Challenge:
Rewrite the data below, putting "upper-left corner" wherever "top-left corner" appears and leaving everything else unchanged.

---------------

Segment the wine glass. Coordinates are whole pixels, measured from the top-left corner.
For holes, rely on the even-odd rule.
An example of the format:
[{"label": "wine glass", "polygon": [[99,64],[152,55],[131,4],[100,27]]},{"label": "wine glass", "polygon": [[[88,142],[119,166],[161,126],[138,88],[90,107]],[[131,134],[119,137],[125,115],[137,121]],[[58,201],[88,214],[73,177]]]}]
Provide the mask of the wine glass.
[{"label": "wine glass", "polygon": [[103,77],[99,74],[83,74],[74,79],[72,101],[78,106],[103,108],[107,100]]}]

---------------

Solution for this exercise:
Segment the wine glass. Coordinates are whole pixels, measured from the upper-left corner.
For holes, rely on the even-odd rule.
An example of the format:
[{"label": "wine glass", "polygon": [[99,64],[152,55],[131,4],[100,27]]},{"label": "wine glass", "polygon": [[[88,142],[119,166],[161,126],[138,88],[90,107]],[[131,134],[119,137],[125,115],[137,121]],[[58,201],[88,214],[73,177]]]}]
Provide the mask of the wine glass.
[{"label": "wine glass", "polygon": [[103,77],[99,74],[83,74],[74,79],[72,101],[78,106],[103,108],[107,100]]}]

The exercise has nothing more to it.